Records from a dataset
..........
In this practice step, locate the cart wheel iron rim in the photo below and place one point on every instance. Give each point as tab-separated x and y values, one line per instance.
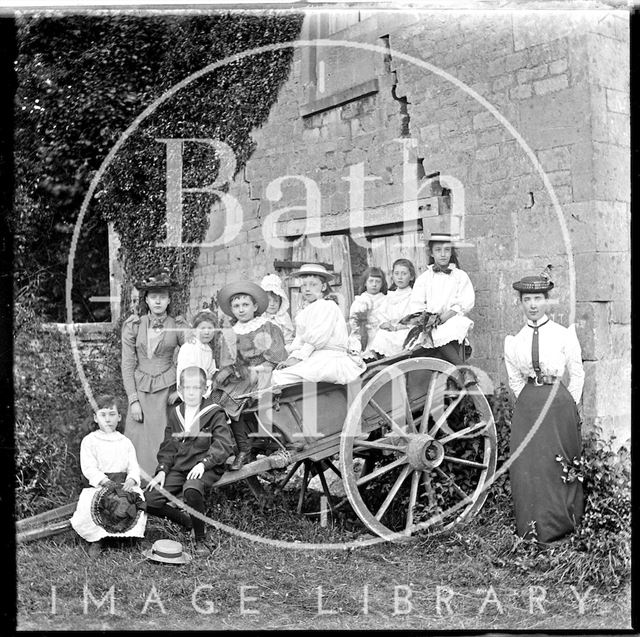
422	451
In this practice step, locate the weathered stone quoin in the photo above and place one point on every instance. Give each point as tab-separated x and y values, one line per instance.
561	80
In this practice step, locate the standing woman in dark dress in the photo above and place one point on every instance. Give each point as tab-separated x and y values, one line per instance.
148	370
546	507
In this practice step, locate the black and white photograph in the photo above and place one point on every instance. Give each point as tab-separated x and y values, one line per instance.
321	315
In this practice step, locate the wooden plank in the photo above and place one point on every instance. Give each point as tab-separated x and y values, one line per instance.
43	531
47	516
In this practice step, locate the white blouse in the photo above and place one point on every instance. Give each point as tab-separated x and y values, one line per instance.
195	353
102	453
437	292
559	350
395	306
320	325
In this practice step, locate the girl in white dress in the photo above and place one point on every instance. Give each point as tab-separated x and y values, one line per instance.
113	504
391	335
318	352
446	292
363	314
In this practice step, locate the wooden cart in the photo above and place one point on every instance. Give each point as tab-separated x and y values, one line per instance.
416	450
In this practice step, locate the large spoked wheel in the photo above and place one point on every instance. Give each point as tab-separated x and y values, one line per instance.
427	447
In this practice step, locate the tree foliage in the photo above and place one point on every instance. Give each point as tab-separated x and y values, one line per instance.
82	81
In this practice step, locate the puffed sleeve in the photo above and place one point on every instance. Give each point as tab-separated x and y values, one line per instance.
275	351
516	381
320	322
89	462
573	354
183	328
418	301
129	360
133	468
465	297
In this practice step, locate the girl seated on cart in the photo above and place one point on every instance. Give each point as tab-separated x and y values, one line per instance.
446	294
391	334
259	348
318	352
364	313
..........
What you should do => Retype each entry exactly as it appears, excluding any image.

Written reply =>
In this practice step, locate the cart wheel iron rim in the photo below and place one point on every instance. Give each point as tab-separated x and y values, one line per instance.
422	451
In this practice step, locate the weathered stone quoin in the photo above and place one point on every instance. Give each point as tab-separated x and y values, one line per instance.
561	80
In this practice step, locate the standing woman in dark dress in the photo above and place one point on every instance. Give each point as tab-separated x and y values, one line per instance.
148	370
546	507
In this practice step, locate the black and white photograph in the photo above and place one point on every instance. Give each point as tab-separated x and y values, one line per instance.
321	315
In this practice step, locate the wooden plank in the photo above and place one point on every instance. Give each point as tab-separated x and y values, one line per instance.
43	531
47	516
In this practice step, locate the white blouse in the photo above and place one point on every instance. Give each point as tab-separated x and y values, one line per instance.
195	353
102	453
437	292
559	350
395	306
320	325
In this practice step, locate the girl in white dress in the photo above and place one point on every instance. Give each point as tab-separated x and y values, one line per instance.
113	504
391	335
318	352
446	292
363	314
In this practice step, locate the wooden cart in the photo above and place one point on every instance. Give each point as tab-separated x and y values, one line per instance.
416	450
In this practice step, locate the large spoked wheel in the photo above and place one point on every instance. Give each point as tab-separated x and y values, one line per instance.
427	447
In this practice step, locate the tree foliage in the photo above and place one point on every instance. Give each point as tab-separated x and y values, one line per instance.
82	81
In this practice step, locate the puffed sleeve in the photo above and place one point on every instance. Give each point as tab-separated x and y values, one line per instance.
275	351
516	381
320	322
89	462
573	354
183	328
418	301
129	360
133	468
465	297
In this practice step, locate the girl seated on cart in the photo above and place one point on every instance. Give each point as tab-separated x and y values, one line per instance.
446	294
391	334
259	348
318	352
364	313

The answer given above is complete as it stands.